**TASK OBJECTIVE:**
How would you translate the sentence "Tomorrow is the last day of this silly little challenge." from the passage about childhood reading into Spanish?

**SELECTED PASSAGE:**
Like all books do, it does have its flaws, (Namely that the whole 2nd series is the same as the first, just everyone is… older and has levelled up a few times), but for a young reader’s first steps into the great beyond, you can’t go wrong.
Tomorrow is the last day of this silly little challenge. I’m going to have to go out in style. Tomorrow, we’ll talk about Names…
I can’t do a book list without including this book. For everything that I love about storytelling, about epic journeys about larger than life characters (and smaller than average ones as well) came from the seeds this book planted.
Does it have its faults, indubitably. But it, beyond any other book, made 9 year old me want to turn the page. To find out what happened next. To see where the story led. I wanted to be a Ranger like Strider (though never a king like Aragorn, too much spotlight), A wizard like Gandalf, and a burglar like Bilbo Baggins.

**Saved data entries:**
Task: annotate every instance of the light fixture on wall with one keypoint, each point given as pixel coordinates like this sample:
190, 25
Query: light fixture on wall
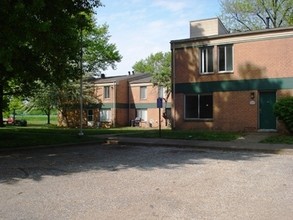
252, 95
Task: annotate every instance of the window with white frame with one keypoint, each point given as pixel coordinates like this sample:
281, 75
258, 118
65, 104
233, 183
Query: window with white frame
142, 114
206, 60
106, 92
199, 106
225, 56
143, 92
90, 115
105, 115
161, 91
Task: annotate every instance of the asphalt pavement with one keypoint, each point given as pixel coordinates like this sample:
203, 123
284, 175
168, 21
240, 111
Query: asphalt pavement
249, 142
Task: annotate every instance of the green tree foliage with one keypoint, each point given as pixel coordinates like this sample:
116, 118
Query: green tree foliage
159, 66
44, 99
39, 41
243, 15
98, 54
283, 110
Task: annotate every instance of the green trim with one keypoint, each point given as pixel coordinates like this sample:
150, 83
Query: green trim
132, 105
235, 85
117, 105
146, 105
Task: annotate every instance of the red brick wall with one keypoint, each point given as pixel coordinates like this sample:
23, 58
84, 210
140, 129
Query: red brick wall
233, 110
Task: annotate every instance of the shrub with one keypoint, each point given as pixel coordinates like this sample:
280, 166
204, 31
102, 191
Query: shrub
283, 110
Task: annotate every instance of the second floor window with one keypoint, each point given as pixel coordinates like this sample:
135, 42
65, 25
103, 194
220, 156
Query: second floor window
90, 115
143, 92
206, 60
161, 91
225, 58
106, 92
142, 114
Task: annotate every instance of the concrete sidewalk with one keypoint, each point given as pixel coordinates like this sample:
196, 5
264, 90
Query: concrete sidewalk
249, 142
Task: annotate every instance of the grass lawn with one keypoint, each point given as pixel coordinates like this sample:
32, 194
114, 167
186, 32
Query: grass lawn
39, 133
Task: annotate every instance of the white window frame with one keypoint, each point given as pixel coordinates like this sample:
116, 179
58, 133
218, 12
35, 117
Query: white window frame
161, 91
206, 61
199, 107
143, 92
106, 92
90, 115
142, 114
105, 115
226, 58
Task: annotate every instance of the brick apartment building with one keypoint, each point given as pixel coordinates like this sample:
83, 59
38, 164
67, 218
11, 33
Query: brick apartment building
230, 81
126, 98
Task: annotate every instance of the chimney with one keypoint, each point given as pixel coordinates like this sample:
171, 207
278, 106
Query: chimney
267, 22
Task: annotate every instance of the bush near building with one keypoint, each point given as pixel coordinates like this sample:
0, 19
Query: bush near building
283, 109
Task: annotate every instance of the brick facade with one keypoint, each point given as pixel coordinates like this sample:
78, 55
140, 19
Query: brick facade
262, 72
124, 102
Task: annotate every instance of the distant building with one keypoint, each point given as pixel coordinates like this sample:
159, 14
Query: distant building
230, 81
129, 100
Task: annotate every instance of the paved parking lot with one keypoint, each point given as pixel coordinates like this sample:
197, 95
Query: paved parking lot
136, 182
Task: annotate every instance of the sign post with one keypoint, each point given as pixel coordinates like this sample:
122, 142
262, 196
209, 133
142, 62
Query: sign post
160, 105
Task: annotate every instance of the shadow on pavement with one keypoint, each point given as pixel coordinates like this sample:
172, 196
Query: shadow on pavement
35, 164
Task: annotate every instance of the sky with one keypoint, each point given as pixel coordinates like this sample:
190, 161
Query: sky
140, 28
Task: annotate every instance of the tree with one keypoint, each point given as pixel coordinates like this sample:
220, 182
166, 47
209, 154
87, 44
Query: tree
98, 54
159, 66
244, 15
44, 99
39, 41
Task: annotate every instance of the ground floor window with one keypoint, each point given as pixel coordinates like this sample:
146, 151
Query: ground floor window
105, 115
199, 106
142, 113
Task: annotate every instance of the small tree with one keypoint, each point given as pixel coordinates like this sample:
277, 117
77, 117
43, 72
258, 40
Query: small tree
244, 15
283, 110
159, 66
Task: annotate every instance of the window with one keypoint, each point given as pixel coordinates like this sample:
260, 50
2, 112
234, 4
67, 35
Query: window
143, 92
142, 113
105, 115
90, 115
106, 92
206, 59
161, 91
199, 106
225, 58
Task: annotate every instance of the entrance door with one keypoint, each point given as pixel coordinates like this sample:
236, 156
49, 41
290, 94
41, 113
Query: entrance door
267, 119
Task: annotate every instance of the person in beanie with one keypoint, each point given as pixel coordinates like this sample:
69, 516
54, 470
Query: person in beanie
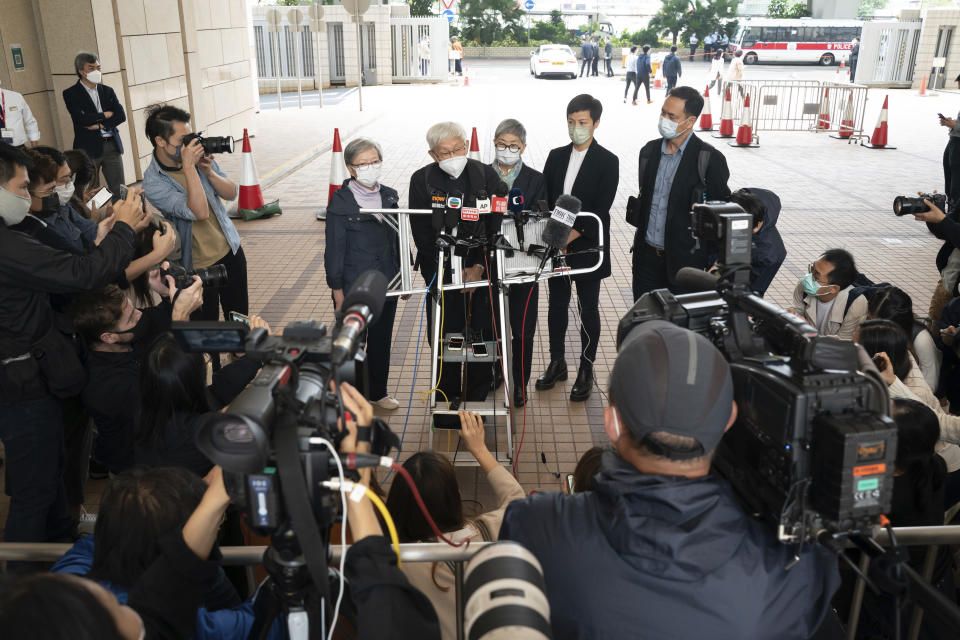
661, 544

**YOUR RESPONSE:**
Mañana es el último día de este pequeño reto tonto.